Task
Every record below, from the first line to the last, is to be set down again exactly.

Stored data
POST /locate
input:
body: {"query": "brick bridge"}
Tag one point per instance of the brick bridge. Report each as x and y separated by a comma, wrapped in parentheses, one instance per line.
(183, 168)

Reply
POST /locate
input:
body: {"query": "brick bridge"}
Tag one point per instance of the brick bridge. Report each as x and y separated by a comma, wrapped in parentheses, one instance per line.
(183, 168)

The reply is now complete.